◆ PROBLEM ◆
Copy the data precisely, character for character, and leave out every picture.

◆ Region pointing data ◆
---
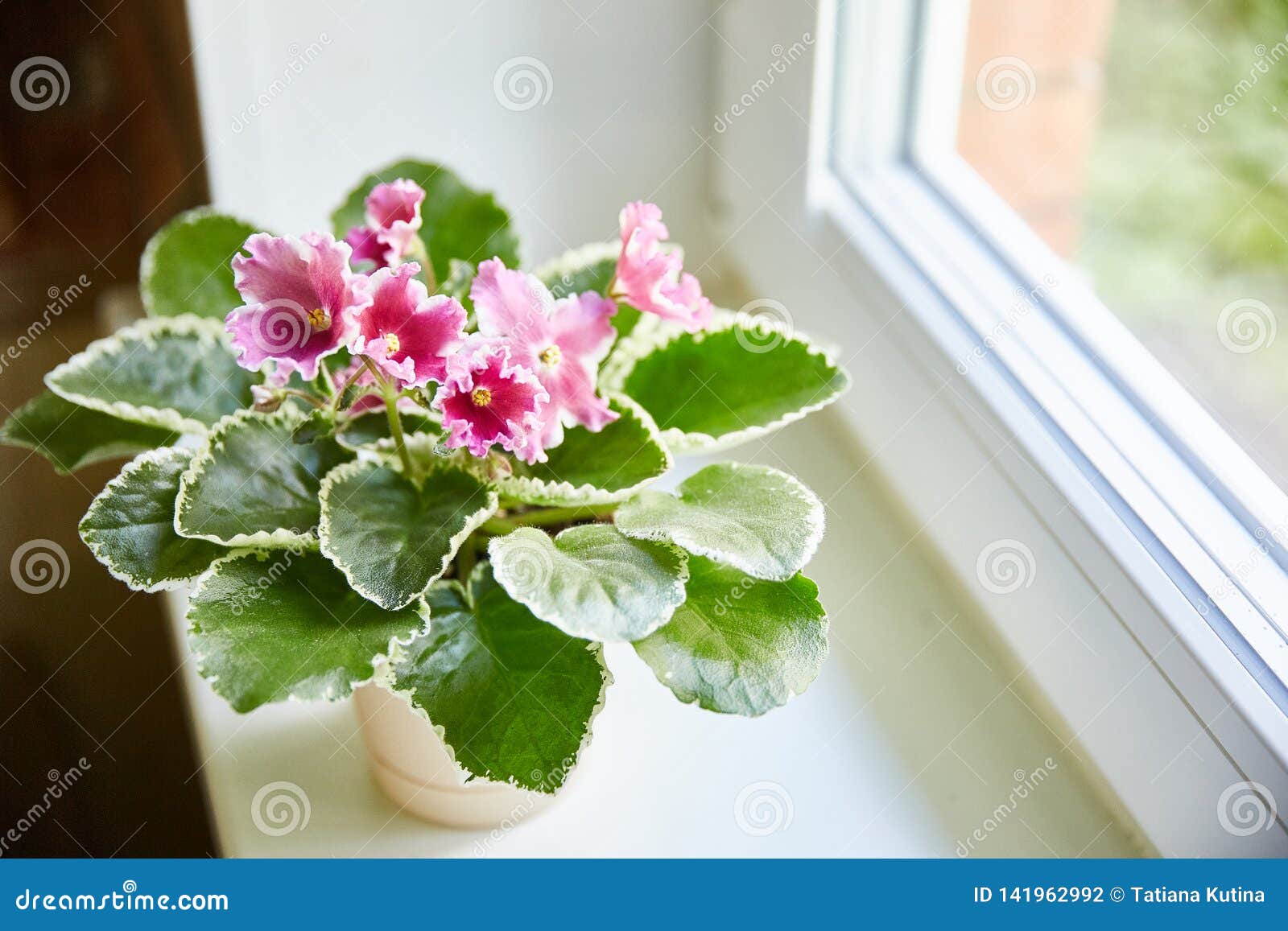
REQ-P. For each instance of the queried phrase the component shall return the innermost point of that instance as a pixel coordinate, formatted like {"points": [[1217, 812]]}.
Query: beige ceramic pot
{"points": [[412, 766]]}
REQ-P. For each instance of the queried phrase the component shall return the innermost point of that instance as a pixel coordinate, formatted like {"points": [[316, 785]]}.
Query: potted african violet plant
{"points": [[380, 465]]}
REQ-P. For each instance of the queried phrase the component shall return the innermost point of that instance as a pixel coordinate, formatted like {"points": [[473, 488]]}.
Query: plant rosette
{"points": [[388, 456]]}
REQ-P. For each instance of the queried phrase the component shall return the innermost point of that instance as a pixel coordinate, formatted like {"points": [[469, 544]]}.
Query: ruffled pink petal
{"points": [[424, 328], [650, 278], [393, 212], [366, 246], [510, 303], [302, 302], [583, 326], [512, 418]]}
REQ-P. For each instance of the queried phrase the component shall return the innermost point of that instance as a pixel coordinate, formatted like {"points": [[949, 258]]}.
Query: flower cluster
{"points": [[527, 370]]}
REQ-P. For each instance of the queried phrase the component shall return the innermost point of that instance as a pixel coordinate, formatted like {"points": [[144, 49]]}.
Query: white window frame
{"points": [[1174, 688]]}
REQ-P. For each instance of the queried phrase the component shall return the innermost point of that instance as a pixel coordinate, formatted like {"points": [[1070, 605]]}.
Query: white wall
{"points": [[302, 98]]}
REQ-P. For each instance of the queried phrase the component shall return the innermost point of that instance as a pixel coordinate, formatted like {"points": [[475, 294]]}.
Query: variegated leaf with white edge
{"points": [[174, 373], [512, 697], [129, 527], [270, 626], [740, 645], [253, 484], [392, 536], [734, 381], [755, 518], [592, 581]]}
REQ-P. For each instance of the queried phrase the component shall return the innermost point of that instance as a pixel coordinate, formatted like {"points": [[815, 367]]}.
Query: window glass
{"points": [[1146, 141]]}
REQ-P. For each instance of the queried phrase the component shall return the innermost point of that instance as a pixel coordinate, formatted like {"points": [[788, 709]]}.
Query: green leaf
{"points": [[187, 266], [590, 268], [513, 695], [718, 388], [596, 468], [251, 486], [72, 437], [459, 222], [130, 525], [373, 426], [390, 538], [755, 518], [174, 373], [459, 280], [590, 581], [313, 428], [266, 628], [740, 645]]}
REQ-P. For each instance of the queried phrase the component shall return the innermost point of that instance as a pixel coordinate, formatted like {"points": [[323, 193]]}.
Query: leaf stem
{"points": [[390, 396], [545, 517], [420, 253]]}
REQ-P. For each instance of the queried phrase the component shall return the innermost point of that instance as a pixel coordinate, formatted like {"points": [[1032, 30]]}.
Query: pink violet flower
{"points": [[393, 220], [302, 302], [487, 399], [562, 341], [407, 332], [650, 278]]}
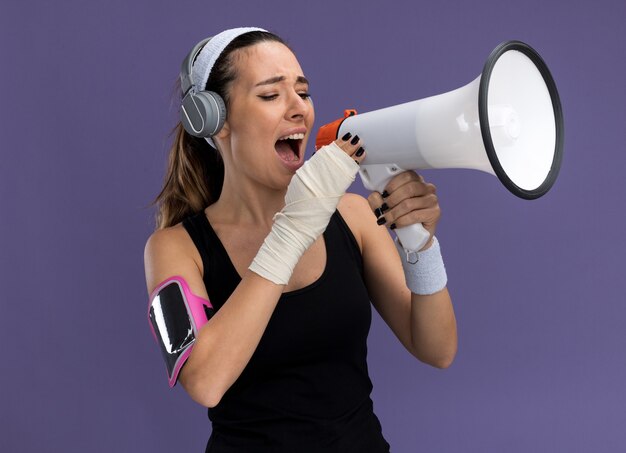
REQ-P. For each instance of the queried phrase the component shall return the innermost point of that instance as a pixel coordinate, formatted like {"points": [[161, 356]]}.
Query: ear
{"points": [[224, 132]]}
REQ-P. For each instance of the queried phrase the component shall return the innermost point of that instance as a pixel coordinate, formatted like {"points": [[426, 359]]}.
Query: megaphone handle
{"points": [[413, 237], [376, 177]]}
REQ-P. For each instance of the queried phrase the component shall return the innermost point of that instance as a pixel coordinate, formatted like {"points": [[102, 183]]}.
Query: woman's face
{"points": [[270, 115]]}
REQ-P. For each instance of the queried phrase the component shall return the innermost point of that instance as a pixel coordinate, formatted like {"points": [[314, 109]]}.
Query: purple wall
{"points": [[538, 286]]}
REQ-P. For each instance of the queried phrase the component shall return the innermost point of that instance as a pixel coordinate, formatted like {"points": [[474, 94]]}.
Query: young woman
{"points": [[290, 263]]}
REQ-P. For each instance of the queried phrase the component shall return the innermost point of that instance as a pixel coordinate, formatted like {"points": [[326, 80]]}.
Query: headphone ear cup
{"points": [[203, 114]]}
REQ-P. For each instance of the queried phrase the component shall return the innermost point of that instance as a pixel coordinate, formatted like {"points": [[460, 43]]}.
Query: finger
{"points": [[352, 146], [401, 179], [427, 217], [418, 209], [377, 203], [411, 189]]}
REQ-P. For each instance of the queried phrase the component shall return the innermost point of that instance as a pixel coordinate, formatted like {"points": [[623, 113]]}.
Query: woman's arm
{"points": [[211, 367], [227, 341], [425, 325]]}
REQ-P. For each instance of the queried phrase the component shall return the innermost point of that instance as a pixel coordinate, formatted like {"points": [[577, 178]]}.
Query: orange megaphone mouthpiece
{"points": [[328, 132]]}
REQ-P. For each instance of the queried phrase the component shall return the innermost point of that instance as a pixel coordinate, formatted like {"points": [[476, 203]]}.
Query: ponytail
{"points": [[193, 181], [195, 170]]}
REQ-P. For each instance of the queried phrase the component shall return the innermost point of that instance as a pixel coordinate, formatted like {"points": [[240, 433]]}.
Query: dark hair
{"points": [[195, 170]]}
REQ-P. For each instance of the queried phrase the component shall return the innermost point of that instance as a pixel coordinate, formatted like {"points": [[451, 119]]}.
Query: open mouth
{"points": [[288, 147]]}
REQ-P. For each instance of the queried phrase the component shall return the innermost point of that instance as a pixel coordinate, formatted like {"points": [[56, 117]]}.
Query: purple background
{"points": [[86, 107]]}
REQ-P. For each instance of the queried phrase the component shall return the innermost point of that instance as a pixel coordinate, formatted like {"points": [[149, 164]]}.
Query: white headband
{"points": [[201, 69], [209, 54]]}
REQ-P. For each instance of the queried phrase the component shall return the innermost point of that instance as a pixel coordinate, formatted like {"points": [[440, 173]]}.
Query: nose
{"points": [[298, 107]]}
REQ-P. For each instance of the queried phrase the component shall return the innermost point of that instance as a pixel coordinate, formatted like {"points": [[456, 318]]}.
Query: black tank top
{"points": [[306, 387]]}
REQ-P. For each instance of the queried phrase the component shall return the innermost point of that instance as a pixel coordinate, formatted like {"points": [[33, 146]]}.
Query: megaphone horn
{"points": [[507, 122]]}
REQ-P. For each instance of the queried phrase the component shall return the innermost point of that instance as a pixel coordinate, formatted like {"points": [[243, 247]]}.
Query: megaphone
{"points": [[507, 122]]}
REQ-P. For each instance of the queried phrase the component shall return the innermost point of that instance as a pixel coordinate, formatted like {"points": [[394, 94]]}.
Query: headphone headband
{"points": [[203, 113]]}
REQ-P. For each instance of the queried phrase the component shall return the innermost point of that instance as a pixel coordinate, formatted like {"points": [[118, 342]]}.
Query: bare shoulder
{"points": [[168, 252], [356, 211]]}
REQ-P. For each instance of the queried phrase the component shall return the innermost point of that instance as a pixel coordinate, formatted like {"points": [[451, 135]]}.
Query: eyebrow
{"points": [[300, 79]]}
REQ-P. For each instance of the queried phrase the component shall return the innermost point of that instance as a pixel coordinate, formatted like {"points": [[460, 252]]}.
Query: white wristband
{"points": [[428, 274], [311, 199]]}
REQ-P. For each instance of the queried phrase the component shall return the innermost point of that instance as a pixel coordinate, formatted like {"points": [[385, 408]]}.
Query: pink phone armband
{"points": [[176, 315]]}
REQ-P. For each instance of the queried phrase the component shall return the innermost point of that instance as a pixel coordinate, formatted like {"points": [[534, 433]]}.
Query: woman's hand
{"points": [[352, 147], [407, 199]]}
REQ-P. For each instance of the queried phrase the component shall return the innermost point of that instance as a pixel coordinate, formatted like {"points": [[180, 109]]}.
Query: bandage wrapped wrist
{"points": [[427, 274], [311, 199]]}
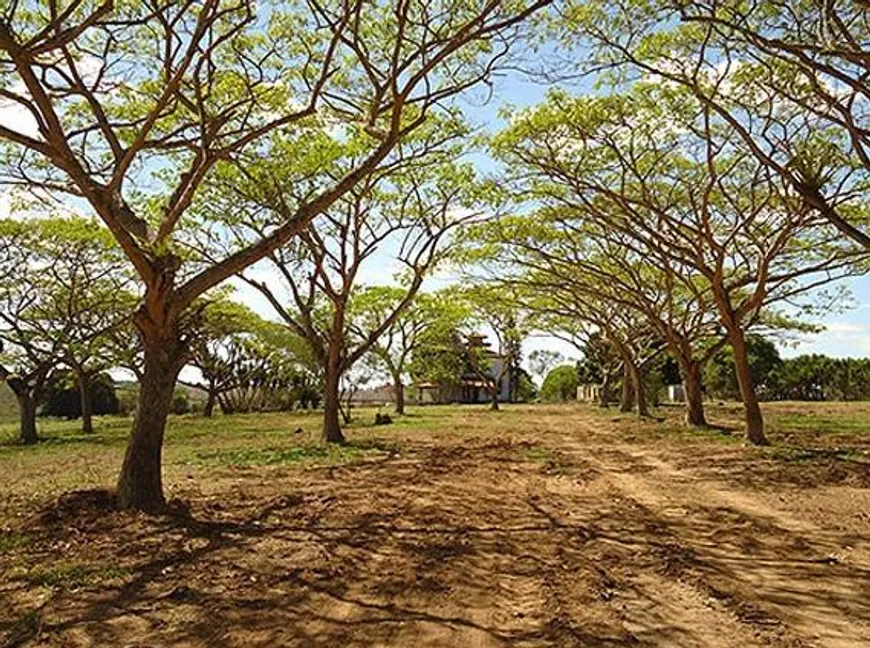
---
◆ ANSWER SPACE ◆
REQ-P. For each instance of the queried phrase the component shall return the innermost point of that instance as a pixel coordinate, formatted like {"points": [[1217, 812]]}.
Query: beige ceramic pot
{"points": [[412, 766]]}
REQ-P. For each instance of the queried phrase the component shall return the innermost point of that instance as a pixel coordinate, formatted like {"points": [[316, 785]]}.
Query: potted african violet plant
{"points": [[380, 465]]}
REQ-P. For each instance of the queried phrase the component shall return the innermost point of that instance as a pixel coordinate, formatted like {"points": [[473, 488]]}.
Query: plant rosette
{"points": [[388, 456]]}
REQ-P. For each instance of the queried phrase the component shall return the innermost point of that instance as a pixel coordinate, formatted like {"points": [[469, 544]]}.
Query: ruffled pink petal
{"points": [[424, 328], [650, 278], [393, 212], [366, 246], [510, 303], [302, 302], [583, 326], [512, 418]]}
REQ-P. For each instance of the queried phrase the component shall return the innermost point of that instance as a pixel coordinate, formatted like {"points": [[949, 258]]}.
Query: flower cluster
{"points": [[527, 370]]}
REQ-P. For each instance of the queried phrase the component shall return the innermost point of that instance as a pixel coordinate, formatted like {"points": [[144, 49]]}.
Query: white window frame
{"points": [[1174, 688]]}
REQ-P. For each instance of the queried phrase the component shall return the innermost point of that instance as a pixel coordinate, formatted like {"points": [[1070, 605]]}.
Query: white wall
{"points": [[302, 98]]}
REQ-P. For each instance of the queried phrase the component shall return the innermost point of that instance as a pixel coordinate, formatted like {"points": [[475, 294]]}.
Query: variegated leaf with white edge
{"points": [[174, 373], [512, 697], [129, 527], [270, 626], [740, 645], [253, 484], [392, 536], [734, 381], [755, 518], [592, 581]]}
REQ-P. For each instance of the queried phrase the component shall return the innermost point of that instance as a pixel coordinate, formatted like {"points": [[815, 367]]}.
Query: window glass
{"points": [[1146, 141]]}
REQ-P. For each instance of the queried phrase the component shall return the innermost point of that instance as a pixel coordinate, formatted like {"points": [[788, 709]]}.
Query: green leaf
{"points": [[187, 266], [590, 268], [513, 695], [718, 388], [596, 468], [251, 486], [72, 437], [459, 222], [130, 525], [373, 426], [390, 538], [755, 518], [174, 373], [459, 280], [590, 581], [313, 428], [266, 628], [740, 645]]}
REQ-P. For each instance of the queried phrase the component shall return the innermost point of that instance as a pixel coordinate, formatted like {"points": [[323, 193]]}.
Query: leaf stem
{"points": [[390, 396], [545, 517], [420, 253]]}
REQ-P. For each instance of the queried phrase the component shall return the innermost point of that instance as a pixel coordinate, formatted like {"points": [[1032, 30]]}.
Query: pink violet flower
{"points": [[393, 220], [302, 302], [487, 399], [562, 341], [407, 332], [650, 278]]}
REQ-P. For each instance of the queried phrase the component shall return the innermost point of that instance as a pixel coordinate, formatted like {"points": [[161, 356]]}.
Query: ear
{"points": [[224, 132]]}
REQ-P. For each instance of the queried phrase the component shall return the innermost point of that instance as a pixel coordinate, formatted like {"points": [[426, 359]]}.
Query: megaphone handle
{"points": [[413, 237], [376, 177]]}
REQ-P. For each instance of the queried phrase the component shall return the innermost point of that instance as a pixel coordinate, formatted like {"points": [[102, 183]]}.
Query: woman's face
{"points": [[270, 115]]}
REQ-P. For each instance of the queried phrase the component shall return the innermost point of that instance as a pixel coordinate, formatted like {"points": [[314, 109]]}.
Query: purple wall
{"points": [[538, 286]]}
REQ-P. For each instance of the queried phrase the component shall return the innermost point of that instance as a pixel coordinate, formatted like {"points": [[474, 94]]}.
Query: young woman
{"points": [[290, 263]]}
REQ-P. For each instance of the queried phrase the component shall return the innermost point of that instance as a pixel coordinate, formatted like {"points": [[326, 80]]}.
Query: headphone ear cup
{"points": [[203, 114]]}
REQ-P. For each instance of the queried phrase the component shall return the innermost point of that instance as a pixel coordinate, formatted like {"points": [[460, 43]]}.
Query: finger
{"points": [[352, 146], [401, 179], [427, 217], [418, 209], [377, 203], [411, 189]]}
REQ-P. For each instance of the queried phrase the component shall return the innermost point of that instance as a pixel coordinate, formatted like {"points": [[623, 113]]}.
Query: woman's arm
{"points": [[211, 367], [227, 341], [425, 325]]}
REQ-P. For each instance of the queried phrase the component shall return the innermost point of that instance as a pixel coordinate, formatted like {"points": [[577, 178]]}.
Query: orange megaphone mouthpiece
{"points": [[328, 132]]}
REQ-P. For each instance of the queried phrase the component shall return the innermost point of that instance as a pixel coordinate, formatted like {"points": [[476, 203]]}.
Query: ponytail
{"points": [[193, 181], [195, 170]]}
REQ-P. For each instance of the queried phrase the component shall return the innermost point of that instance as a pixel coordinate, formatted like {"points": [[240, 433]]}.
Query: dark hair
{"points": [[195, 170]]}
REQ-P. For each instance of the queried phrase the component shall return the innermost point of that instance as a pixel coordinate, formatted like {"points": [[451, 119]]}.
Query: open mouth
{"points": [[288, 147]]}
REQ-P. For each instance of the queried phrase the component shall return the innermost point of that instance as a pixel coordinate, formatted like {"points": [[56, 117]]}.
Query: purple background
{"points": [[86, 107]]}
REQ-P. For each instance of the queried phrase the component shall return the innermost point of that instance as a pixel coordinate, formatted like {"points": [[149, 164]]}.
Query: white headband
{"points": [[201, 69], [209, 54]]}
REQ-P. For each instance of the queried phrase the component shall return the innermost point of that instance as a pixel coordinate, formatted like {"points": [[440, 173]]}.
Query: nose
{"points": [[298, 107]]}
REQ-P. For each instance of the queried phrase the component shall return the innermost point of that instance as a pixel coordinate, formatted like {"points": [[456, 318]]}.
Query: black tank top
{"points": [[306, 387]]}
REQ-P. For each instance of the queried phrase the component shall return the innermost point of that instance as a pixel coordinate, formatted like {"points": [[33, 146]]}.
Query: megaphone horn
{"points": [[507, 122]]}
REQ-P. For each instance of the queried phrase the component shall return the innermost point of that instance as a pixel coordinate, formatted like {"points": [[243, 247]]}.
Query: megaphone
{"points": [[507, 122]]}
REQ-P. For each instance of the queried phrase the component shall return the innermost point of that instance as a pixel coordinate, formatted like {"points": [[394, 94]]}.
Query: headphone headband
{"points": [[203, 113]]}
REQ-P. For each instance of the queried phrase the component shall return the innermost point of that instance as a pixel coordinate, formatted like {"points": [[118, 342]]}.
Query: bare shoulder
{"points": [[168, 252], [356, 211]]}
REQ-P. For each instance of the queried phrase the component shall return the innermost point of that instance as a pixel coordinate, formatted like {"points": [[451, 135]]}.
Query: eyebrow
{"points": [[300, 79]]}
REQ-P. For each instance of the queried phrase the component shall return the innermost point of that instance as a pixel coordinate, formatted like {"points": [[460, 252]]}.
Query: white wristband
{"points": [[428, 274], [311, 199]]}
REQ-P. For each instance of the queried phrase the component shall return the innermost point of that instance as a pixel coordinate, formatted like {"points": [[385, 408]]}.
Query: pink phone armband
{"points": [[176, 315]]}
REQ-P. For each instance of the queried phrase the component shall return the innermost point of that instance as a pixel coordinate, formatted like {"points": [[534, 433]]}.
Query: woman's hand
{"points": [[352, 147], [407, 199]]}
REQ-P. For each instance of the queried phrase the component shall return the innermost point of that instance as a pixel coordinate, formatted like {"points": [[180, 109]]}.
Query: bandage wrapped wrist
{"points": [[427, 274], [311, 199]]}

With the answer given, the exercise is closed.